=== PASSAGE PROVIDED ===
+++
The chorus of skeptical scientific voices grow louder in 2008 as a steady stream of peer-reviewed studies, analyses, real world data and inconvenient developments challenged the UN’s and former Vice President Al Gore’s claims that the “science is settled” and there is a “consensus.”

On a range of issues, 2008 proved to be challenging for the promoters of man-made climate fears. Promoters of anthropogenic warming fears endured the following: Global temperatures failing to warm; Peer-reviewed studies predicting a continued lack of warming; a failed attempt to revive the discredited “Hockey Stick“; inconvenient developments and studies regarding rising CO2; the Spotless Sun; Clouds; Antarctica; the Arctic; Greenland’s ice; Mount Kilimanjaro; Global sea ice; Causes of Hurricanes; Extreme Storms; Extinctions; Floods; Droughts; Ocean Acidification; Polar Bears; Extreme weather deaths; Frogs; lack of atmospheric dust; Malaria; the failure of oceans to warm and rise as predicted.

# # #

ORIGINAL FULL TEXT LETTER SENT VIA EMAILS:

—–Original Message—–

From: Jtheon [mailto:jtheon@XXXXXXX]

Sent: Thursday, January 15, 2009 10:05 PM

To: Morano, Marc (EPW)

Subject: Climate models are useless
Marc, First, I sent several e-mails to you with an error in the address and they have been returned to me. So I’m resending them in one combined e-mail.
Yes, one could say that I was, in effect, Hansen’s supervisor because I had to justify his funding, allocate his resources, and evaluate his results. I did not have the authority to give him his annual performance evaluation. He was never muzzled even though he violated NASA’s official agency position on climate forecasting (i.e., we did not know enough to forecast climate change or mankind’s effect on it). He thus embarrassed NASA by coming out with his claims of global warming in 1988 in his testimony before Congress.
+++
=== PROBLEM TO WORK ON ===
Write out the climate passage word for word, starting at "From: Jtheon [mailto:jtheon@XXXXXXX]" and ending at "testimony before Congress.". Work only from the climate passage.

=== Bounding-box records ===
+++
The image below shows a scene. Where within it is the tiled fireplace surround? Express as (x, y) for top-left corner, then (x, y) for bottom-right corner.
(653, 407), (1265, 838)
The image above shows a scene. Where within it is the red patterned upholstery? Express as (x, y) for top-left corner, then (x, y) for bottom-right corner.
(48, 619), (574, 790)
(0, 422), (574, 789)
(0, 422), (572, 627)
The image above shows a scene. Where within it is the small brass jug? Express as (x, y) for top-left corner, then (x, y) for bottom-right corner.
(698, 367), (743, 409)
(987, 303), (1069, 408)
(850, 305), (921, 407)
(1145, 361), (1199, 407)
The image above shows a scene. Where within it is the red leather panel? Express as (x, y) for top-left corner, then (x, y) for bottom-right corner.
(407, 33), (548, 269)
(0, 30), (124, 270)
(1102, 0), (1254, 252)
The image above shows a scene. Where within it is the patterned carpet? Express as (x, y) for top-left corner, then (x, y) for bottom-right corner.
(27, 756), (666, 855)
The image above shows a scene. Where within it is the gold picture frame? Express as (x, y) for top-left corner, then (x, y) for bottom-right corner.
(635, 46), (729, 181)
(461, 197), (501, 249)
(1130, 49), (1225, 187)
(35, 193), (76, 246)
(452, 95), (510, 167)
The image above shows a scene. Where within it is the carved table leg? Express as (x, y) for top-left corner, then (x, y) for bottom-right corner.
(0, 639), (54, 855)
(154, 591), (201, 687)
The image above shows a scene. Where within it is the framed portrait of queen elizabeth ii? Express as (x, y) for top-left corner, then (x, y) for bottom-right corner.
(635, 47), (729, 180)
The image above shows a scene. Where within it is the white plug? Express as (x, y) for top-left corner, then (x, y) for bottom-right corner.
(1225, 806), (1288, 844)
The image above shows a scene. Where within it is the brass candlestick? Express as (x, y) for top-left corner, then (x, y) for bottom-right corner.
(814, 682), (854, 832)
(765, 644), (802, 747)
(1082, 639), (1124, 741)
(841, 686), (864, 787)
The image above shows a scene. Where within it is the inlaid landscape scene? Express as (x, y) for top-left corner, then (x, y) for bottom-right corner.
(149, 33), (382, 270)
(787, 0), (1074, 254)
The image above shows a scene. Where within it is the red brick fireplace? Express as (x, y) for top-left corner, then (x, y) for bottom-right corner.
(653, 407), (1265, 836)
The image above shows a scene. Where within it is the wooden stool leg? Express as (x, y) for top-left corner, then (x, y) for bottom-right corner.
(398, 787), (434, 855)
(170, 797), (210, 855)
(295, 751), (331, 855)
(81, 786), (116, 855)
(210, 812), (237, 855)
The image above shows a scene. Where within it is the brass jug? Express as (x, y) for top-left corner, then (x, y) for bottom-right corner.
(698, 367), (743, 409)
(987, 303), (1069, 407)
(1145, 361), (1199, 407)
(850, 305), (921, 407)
+++
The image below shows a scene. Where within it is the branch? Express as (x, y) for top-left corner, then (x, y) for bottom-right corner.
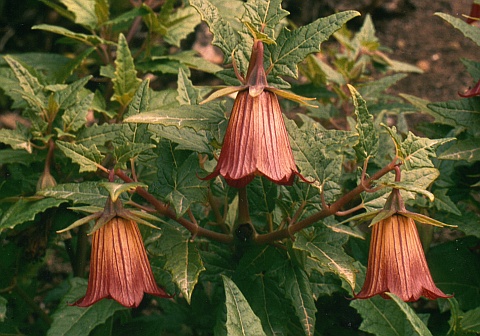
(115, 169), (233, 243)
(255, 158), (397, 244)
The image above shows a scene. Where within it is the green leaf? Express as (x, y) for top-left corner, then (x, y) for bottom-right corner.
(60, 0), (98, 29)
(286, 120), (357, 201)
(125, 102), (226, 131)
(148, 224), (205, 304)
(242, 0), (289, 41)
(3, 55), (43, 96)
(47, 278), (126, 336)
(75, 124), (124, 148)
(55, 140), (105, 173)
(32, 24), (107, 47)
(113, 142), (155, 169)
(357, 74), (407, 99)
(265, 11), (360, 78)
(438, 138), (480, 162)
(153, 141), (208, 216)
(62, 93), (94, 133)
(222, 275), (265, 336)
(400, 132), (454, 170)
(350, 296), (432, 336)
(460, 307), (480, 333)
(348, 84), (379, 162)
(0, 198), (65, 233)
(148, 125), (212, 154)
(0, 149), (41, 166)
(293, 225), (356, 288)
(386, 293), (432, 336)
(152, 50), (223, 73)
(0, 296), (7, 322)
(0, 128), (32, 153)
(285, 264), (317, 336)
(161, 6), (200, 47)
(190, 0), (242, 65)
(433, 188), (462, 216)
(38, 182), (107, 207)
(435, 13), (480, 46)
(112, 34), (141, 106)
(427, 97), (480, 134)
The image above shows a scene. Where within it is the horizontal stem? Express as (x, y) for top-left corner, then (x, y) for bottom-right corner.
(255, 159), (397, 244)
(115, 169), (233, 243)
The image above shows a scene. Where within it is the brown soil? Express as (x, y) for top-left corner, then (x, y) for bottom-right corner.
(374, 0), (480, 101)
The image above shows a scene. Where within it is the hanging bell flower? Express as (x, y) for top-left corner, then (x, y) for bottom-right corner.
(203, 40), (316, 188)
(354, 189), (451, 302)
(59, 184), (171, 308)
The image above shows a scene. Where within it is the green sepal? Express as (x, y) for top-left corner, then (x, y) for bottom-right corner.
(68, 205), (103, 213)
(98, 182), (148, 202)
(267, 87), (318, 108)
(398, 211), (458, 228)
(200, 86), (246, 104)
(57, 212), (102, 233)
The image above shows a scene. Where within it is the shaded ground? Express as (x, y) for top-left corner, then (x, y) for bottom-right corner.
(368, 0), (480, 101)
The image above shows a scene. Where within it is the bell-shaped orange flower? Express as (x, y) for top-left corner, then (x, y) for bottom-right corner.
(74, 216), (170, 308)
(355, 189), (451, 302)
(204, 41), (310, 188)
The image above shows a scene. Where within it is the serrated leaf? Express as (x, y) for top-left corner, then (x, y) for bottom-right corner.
+++
=== FINAL RESULT ===
From: Jtheon [mailto:jtheon@XXXXXXX]

Sent: Thursday, January 15, 2009 10:05 PM

To: Morano, Marc (EPW)

Subject: Climate models are useless
Marc, First, I sent several e-mails to you with an error in the address and they have been returned to me. So I’m resending them in one combined e-mail.
Yes, one could say that I was, in effect, Hansen’s supervisor because I had to justify his funding, allocate his resources, and evaluate his results. I did not have the authority to give him his annual performance evaluation. He was never muzzled even though he violated NASA’s official agency position on climate forecasting (i.e., we did not know enough to forecast climate change or mankind’s effect on it). He thus embarrassed NASA by coming out with his claims of global warming in 1988 in his testimony before Congress.